» Short task:
Your task is to repeat the entries exactly. Leave the pictures out.

» Records shown:

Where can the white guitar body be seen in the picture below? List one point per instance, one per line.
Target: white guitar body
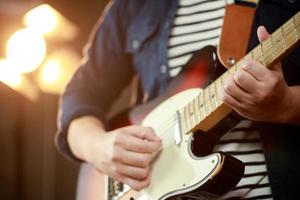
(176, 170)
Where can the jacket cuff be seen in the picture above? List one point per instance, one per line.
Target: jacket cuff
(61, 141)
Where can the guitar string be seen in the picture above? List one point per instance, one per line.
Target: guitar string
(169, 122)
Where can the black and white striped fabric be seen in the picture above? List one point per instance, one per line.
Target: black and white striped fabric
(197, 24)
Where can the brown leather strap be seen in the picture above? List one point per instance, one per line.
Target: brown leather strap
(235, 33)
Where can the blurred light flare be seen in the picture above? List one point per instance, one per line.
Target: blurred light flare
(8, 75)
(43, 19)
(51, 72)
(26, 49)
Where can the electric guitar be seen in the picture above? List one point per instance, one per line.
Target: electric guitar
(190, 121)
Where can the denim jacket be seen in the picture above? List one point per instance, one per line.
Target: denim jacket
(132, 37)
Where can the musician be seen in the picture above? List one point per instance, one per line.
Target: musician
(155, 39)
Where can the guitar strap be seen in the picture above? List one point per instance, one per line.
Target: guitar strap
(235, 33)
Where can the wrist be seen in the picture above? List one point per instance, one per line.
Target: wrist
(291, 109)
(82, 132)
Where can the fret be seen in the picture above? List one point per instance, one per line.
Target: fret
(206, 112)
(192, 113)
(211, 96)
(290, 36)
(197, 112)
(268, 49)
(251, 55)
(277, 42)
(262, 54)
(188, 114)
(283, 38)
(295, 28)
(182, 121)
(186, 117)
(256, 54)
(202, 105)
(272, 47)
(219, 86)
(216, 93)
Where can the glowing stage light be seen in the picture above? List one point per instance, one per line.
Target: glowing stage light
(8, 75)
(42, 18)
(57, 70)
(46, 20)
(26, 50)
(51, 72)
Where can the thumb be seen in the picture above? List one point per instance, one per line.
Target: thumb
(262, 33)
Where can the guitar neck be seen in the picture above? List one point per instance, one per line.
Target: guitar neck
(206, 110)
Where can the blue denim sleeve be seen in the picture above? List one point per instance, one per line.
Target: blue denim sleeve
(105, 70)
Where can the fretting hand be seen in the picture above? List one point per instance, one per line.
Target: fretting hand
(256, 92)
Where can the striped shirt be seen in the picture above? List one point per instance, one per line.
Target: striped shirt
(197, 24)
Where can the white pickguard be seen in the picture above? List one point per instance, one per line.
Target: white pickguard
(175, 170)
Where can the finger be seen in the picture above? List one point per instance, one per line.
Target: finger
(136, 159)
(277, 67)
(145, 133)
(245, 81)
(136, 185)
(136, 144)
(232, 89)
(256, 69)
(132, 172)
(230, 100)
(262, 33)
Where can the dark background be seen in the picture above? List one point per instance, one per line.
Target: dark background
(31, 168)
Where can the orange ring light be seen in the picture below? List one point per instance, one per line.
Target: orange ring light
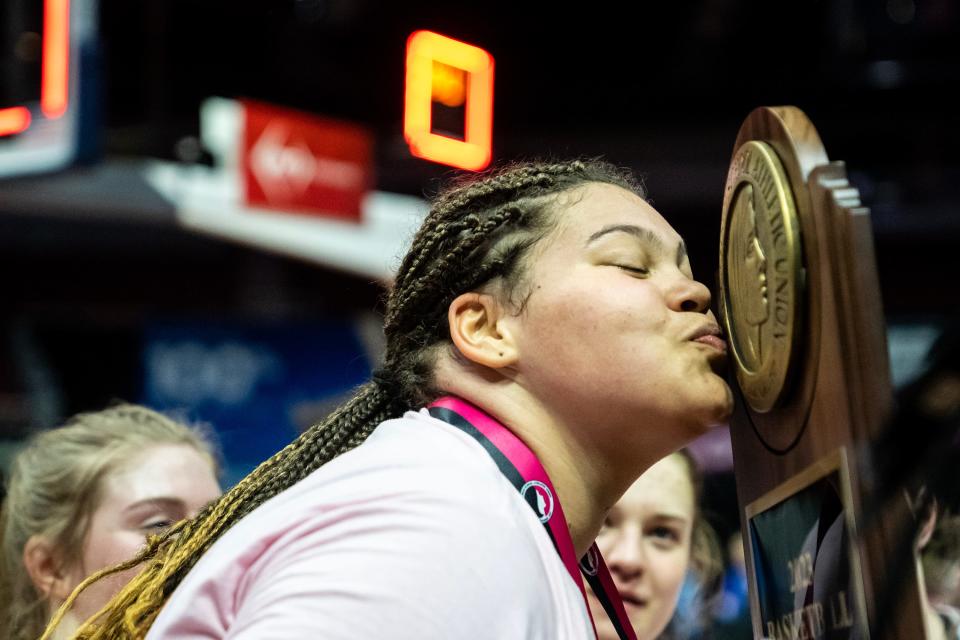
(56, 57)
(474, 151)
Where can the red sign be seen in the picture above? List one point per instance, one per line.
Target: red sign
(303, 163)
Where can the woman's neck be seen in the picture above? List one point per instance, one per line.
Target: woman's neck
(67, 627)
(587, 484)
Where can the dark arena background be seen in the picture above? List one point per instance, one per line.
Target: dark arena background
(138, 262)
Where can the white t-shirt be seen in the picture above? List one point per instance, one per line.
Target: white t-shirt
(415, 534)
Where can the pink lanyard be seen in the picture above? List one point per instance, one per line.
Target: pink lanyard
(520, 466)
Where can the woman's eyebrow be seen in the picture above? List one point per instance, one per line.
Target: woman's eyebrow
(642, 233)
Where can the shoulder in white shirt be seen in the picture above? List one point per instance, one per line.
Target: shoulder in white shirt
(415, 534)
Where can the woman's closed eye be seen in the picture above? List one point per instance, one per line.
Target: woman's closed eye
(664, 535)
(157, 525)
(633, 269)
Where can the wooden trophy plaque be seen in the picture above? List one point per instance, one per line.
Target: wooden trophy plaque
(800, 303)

» Complete output:
Where can the white guitar body be seen in the picture below? List one point per instance, one per line.
Target: white guitar body
(176, 170)
Where can the jacket cuff be seen in the picture above? List one point per instance, one per line.
Target: jacket cuff
(61, 141)
Where can the guitar string be seen in the picture above? List one point per instance, one per line.
Target: guitar string
(169, 122)
Where can the black and white striped fabric be seen in the picture above? List one point per instance, one per line.
Target: black and white striped fabric
(197, 24)
Where can the brown leather strap be seen in the picture above? List one point per instance, one per line.
Target: brown leather strap
(235, 33)
Where can the blurred light flare be seen in the picture above? List one point per instance, one per line.
Target: blurred light flare
(8, 75)
(43, 19)
(51, 72)
(26, 49)
Where can the electric guitar be seen in the picture above? List one point per instance, one per line.
Target: electric guitar
(190, 121)
Where can the denim jacket be seen in the picture above? List one point per instance, one per line.
Target: denim jacket
(132, 37)
Where can the musician be seen in the picture above? List one point per instance, one per line.
Target: musician
(155, 39)
Where can the guitar strap be seen in the picture above? List one point per instance, one per line.
Target: guitar strap
(235, 33)
Where can the wrist be seen in the picture above? List one point per instance, one per line.
Target: wrist
(291, 109)
(82, 132)
Where can the fret be seen in the picture above? List one point per instance, one per line.
Target: fret
(206, 112)
(192, 113)
(211, 96)
(290, 36)
(197, 112)
(268, 49)
(251, 55)
(277, 42)
(262, 54)
(188, 114)
(283, 38)
(295, 28)
(182, 121)
(186, 117)
(256, 54)
(202, 105)
(272, 47)
(219, 86)
(216, 93)
Where can the glowing stage light be seen in the picture above? List one point per instance, one per line.
Target: glowing stage light
(8, 75)
(42, 18)
(57, 70)
(46, 20)
(26, 50)
(51, 72)
Where can the thumb be seen in the picture above? List one point per instance, one per line.
Target: thumb
(262, 33)
Where can the guitar neck be seen in the picture above? List one point per instance, one per line.
Target: guitar neck
(206, 110)
Where can the blue denim sleeve be seen in the picture above? List one point per instance, one per line.
Target: blue denim sleeve
(105, 70)
Where can the fretting hand be seen in the picture above? List one point per instance, one per line.
Target: fretting hand
(256, 92)
Where can the striped shirt be seen in the picture above? List one point per instance, one per line.
Target: striped shirt
(197, 24)
Where can the white pickguard be seen in the picture above? List one point per instance, one per line.
Target: white pickguard
(175, 170)
Where can the finger be seen in the picture above? List one point per instance, one per line.
Target: finger
(136, 159)
(277, 67)
(145, 133)
(245, 81)
(136, 185)
(136, 144)
(232, 89)
(256, 69)
(132, 172)
(230, 100)
(262, 33)
Where can the dark background be seen in the picture above? List one point per instance, one per line.
Target: dark background
(31, 168)
Where can the orange ring light be seen in the picture below? List one point per instance, one per line.
Target: orange ring light
(56, 57)
(474, 151)
Where can the red sign be seen in the picture above? List one point per instance, one per line.
Target: red sign
(303, 163)
Where can the woman's neck be seen in the picture above? List one point per instance, one per line.
Target: woman's neck
(67, 627)
(587, 484)
Where can the dark arena background be seen in the picture above? List one point per instance, one per line.
Target: dark arena background
(138, 262)
Where can the white t-shirt be seen in the picture above? List one point per instance, one per line.
Target: white t-shirt
(415, 534)
Where can the pink lanyard be seen in the picture above? List one point per instance, one per line.
Target: pink lanyard
(520, 466)
Where can the woman's eyebrow be seen in the picture above? List one point per instance, one per line.
Target: woman's eyebrow
(642, 233)
Where can the shoulder in white shirt be seen in the picture above? List one point per instance, one per line.
Target: shoulder in white shirt
(415, 534)
Where can the woman's closed eye be seen in the picture above? List one point per instance, one per line.
Target: woman's closed eye
(664, 535)
(157, 525)
(633, 269)
Where can the wooden trophy plaque be seen in the picture above? List one point per instance, one per line.
Target: wooden trophy plaque
(800, 303)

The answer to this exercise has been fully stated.